Acórdão nº 234/14.0TCGMR.G1 de Tribunal da Relação de Guimarães, 10 de Julho de 2018
Magistrado Responsável | FERNANDO FERNANDES FREITAS |
Data da Resolução | 10 de Julho de 2018 |
Emissor | Tribunal da Relação de Guimarães |
ACORDAM EM CONFERÊNCIA NO TRIBUNAL DA RELAÇÃO DE GUIMARÃES A) RELATÓRIO I.- “X, Unipessoal, Ld.ª”, sociedade comercial com sede em Fafe, intentou a presente acção declarativa, sob a forma de processo comum, contra o “Banco A, S.A.”, pedindo a condenação desta a: a) restituir-lhe, por depósito na conta bancária identificada no artigo 3.º, a quantia de € 242.769,85 e a quantia de € 19.404,36; b) ver declarado que não está obrigada a pagar as prestações que se forem vencendo, relativamente ao contrato de mútuo, enquanto não for creditada na conta referida na alínea anterior as quantias aí mencionadas; c) indemnizá-la por danos materiais no valor de € 10.000; d) indemnizá-la pelos danos patrimoniais, ainda não apurados, a liquidar em execução de sentença.
Alega, em síntese, que tem por objecto o comércio de automóveis, actividades auxiliares de intermediação financeira, manutenção e reparação de automóveis, tendo celebrado com a Ré, a 29 de Janeiro de 2014, contrato pelo qual esta lhe mutuou a quantia de € 285.000, a creditar em conta de depósito à ordem, que identifica, pelo prazo de quinze anos, à taxa anual nominal de 6,774%, com período de carência de capital e juros por seis meses; no dia seguinte a Ré creditou na conta a quantia mutuada, debitando € 6.034,20 relativos a imposto e despesas do contrato, mas a 4 de Fevereiro seguinte, sem ordem expressa ou autorização, transferiu a quantia de € 242.769,85 para a sociedade “Y – Comércio de Automóveis” e a 5 de Fevereiro voltou a transferir € 19.404,36, correspondentes praticamente a toda a quantia que havia sido mutuada e que ela, Autora, tinha destinado a investimentos em obras de remodelação, compra de máquinas e outros equipamentos destinados ao desenvolvimento da sua actividade.
A Ré contestou contrapondo que a concessão do empréstimo e as consequentes transferências para a Y foram efetuadas no interesse e por instrução da Autora, cujo único sócio é sogro da sócia maioritária daquela sociedade, a qual é sua cliente há vários anos sendo devedora do montante de € 432.430 em Setembro de 2012, e as transferências que efectuou são a sequência de um acordo celebrado entre a Autora e a sócia gerente da Y. Refere ainda que deu nota a esta da necessidade de assinatura da ordem de transferência pelo sogro e sócio-gerente da primeira, tendo a mesma afirmado que iria ser assinada. No entanto, a 7 de Fevereiro este último solicitou que os montantes fossem repostos.

* * *

* [OBJETIVO INDICADO] Transcreva do acórdão, sem qualquer alteração, tudo o que vai de "A Ré contestou" até "montantes fossem repostos.". As entradas que vêm a seguir não têm qualquer papel neste trabalho com o acórdão.

* [INFORMAÇÃO EXTRAÍDA]
* * *

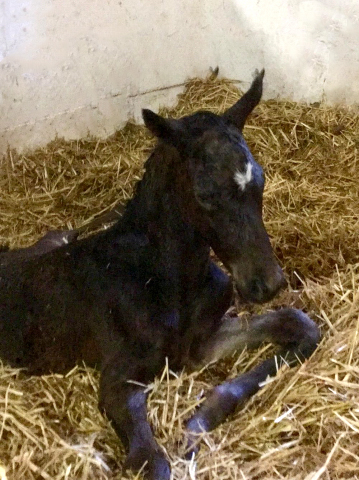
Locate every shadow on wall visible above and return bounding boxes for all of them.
[229,0,359,104]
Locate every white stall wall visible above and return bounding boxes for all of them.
[0,0,359,154]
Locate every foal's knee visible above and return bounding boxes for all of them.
[250,308,320,358]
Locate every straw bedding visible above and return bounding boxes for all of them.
[0,79,359,480]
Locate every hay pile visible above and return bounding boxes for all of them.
[0,80,359,480]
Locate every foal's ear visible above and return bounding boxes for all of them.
[223,68,264,131]
[142,109,180,143]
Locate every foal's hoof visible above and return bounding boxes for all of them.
[125,448,171,480]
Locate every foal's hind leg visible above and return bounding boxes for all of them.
[186,308,320,453]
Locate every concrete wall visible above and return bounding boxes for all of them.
[0,0,359,153]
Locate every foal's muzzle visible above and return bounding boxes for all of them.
[234,266,287,303]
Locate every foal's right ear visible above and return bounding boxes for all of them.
[223,69,264,131]
[142,109,180,143]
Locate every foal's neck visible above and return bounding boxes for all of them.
[120,143,209,256]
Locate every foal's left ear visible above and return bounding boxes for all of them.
[223,69,264,131]
[142,109,180,144]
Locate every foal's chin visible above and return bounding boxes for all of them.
[234,281,287,305]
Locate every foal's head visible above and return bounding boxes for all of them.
[143,71,285,303]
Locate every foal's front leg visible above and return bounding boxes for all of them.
[187,308,320,454]
[100,351,170,480]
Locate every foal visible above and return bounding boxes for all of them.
[0,71,319,480]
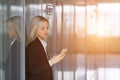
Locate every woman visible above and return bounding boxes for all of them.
[5,16,21,80]
[26,16,67,80]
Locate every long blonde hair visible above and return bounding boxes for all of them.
[27,16,49,44]
[6,16,22,39]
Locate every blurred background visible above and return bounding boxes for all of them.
[0,0,120,80]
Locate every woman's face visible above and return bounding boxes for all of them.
[7,23,16,38]
[37,21,48,39]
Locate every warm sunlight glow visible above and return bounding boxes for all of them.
[87,3,120,37]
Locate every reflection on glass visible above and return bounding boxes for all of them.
[5,16,21,80]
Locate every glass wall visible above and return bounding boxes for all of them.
[0,0,120,80]
[0,0,25,80]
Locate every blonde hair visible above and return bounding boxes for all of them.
[27,16,49,44]
[6,16,22,39]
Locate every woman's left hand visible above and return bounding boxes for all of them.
[49,49,67,66]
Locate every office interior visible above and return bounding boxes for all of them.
[0,0,120,80]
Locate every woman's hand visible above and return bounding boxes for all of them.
[49,49,67,66]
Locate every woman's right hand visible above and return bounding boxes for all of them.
[49,49,67,66]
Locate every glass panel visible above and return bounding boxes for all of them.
[0,0,25,80]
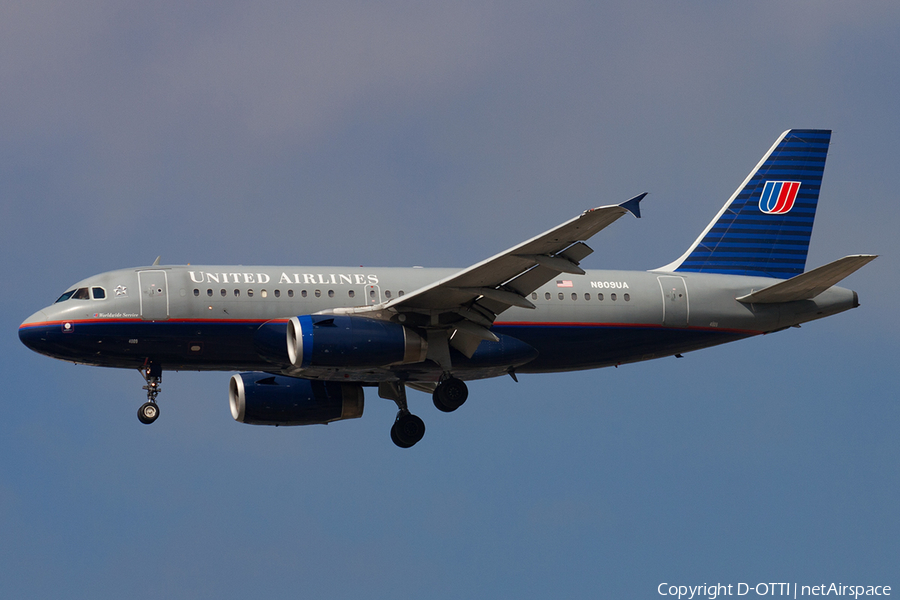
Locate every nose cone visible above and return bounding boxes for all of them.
[19,310,48,352]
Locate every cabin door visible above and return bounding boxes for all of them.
[138,270,169,321]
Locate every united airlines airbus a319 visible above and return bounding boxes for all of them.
[19,129,875,448]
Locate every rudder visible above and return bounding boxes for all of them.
[661,129,831,279]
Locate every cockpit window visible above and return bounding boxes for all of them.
[57,290,75,302]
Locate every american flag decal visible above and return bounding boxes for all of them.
[759,181,800,215]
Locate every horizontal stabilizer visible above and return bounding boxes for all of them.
[737,254,878,304]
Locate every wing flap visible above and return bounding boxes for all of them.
[383,193,647,314]
[736,254,878,304]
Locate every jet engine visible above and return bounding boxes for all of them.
[228,373,364,425]
[287,315,428,369]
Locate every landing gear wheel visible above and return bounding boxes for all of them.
[138,402,159,425]
[391,413,425,448]
[432,377,469,412]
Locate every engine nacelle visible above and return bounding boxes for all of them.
[287,315,428,369]
[228,373,364,425]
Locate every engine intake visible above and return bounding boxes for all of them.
[228,373,364,425]
[287,315,428,369]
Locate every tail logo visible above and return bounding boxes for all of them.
[759,181,800,215]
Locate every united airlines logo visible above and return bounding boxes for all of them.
[759,181,800,215]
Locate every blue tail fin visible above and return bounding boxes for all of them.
[663,129,831,279]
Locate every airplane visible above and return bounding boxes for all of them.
[19,129,876,448]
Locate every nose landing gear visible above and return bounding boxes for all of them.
[138,362,162,425]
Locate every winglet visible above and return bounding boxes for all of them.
[735,254,878,304]
[619,192,647,219]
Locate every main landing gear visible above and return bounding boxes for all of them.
[378,381,425,448]
[378,377,469,448]
[431,377,469,412]
[138,363,162,425]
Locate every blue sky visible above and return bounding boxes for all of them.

* * *

* [RESPOSTA À TAREFA]
A Ré contestou contrapondo que a concessão do empréstimo e as consequentes transferências para a Y foram efetuadas no interesse e por instrução da Autora, cujo único sócio é sogro da sócia maioritária daquela sociedade, a qual é sua cliente há vários anos sendo devedora do montante de € 432.430 em Setembro de 2012, e as transferências que efectuou são a sequência de um acordo celebrado entre a Autora e a sócia gerente da Y. Refere ainda que deu nota a esta da necessidade de assinatura da ordem de transferência pelo sogro e sócio-gerente da primeira, tendo a mesma afirmado que iria ser assinada. No entanto, a 7 de Fevereiro este último solicitou que os montantes fossem repostos.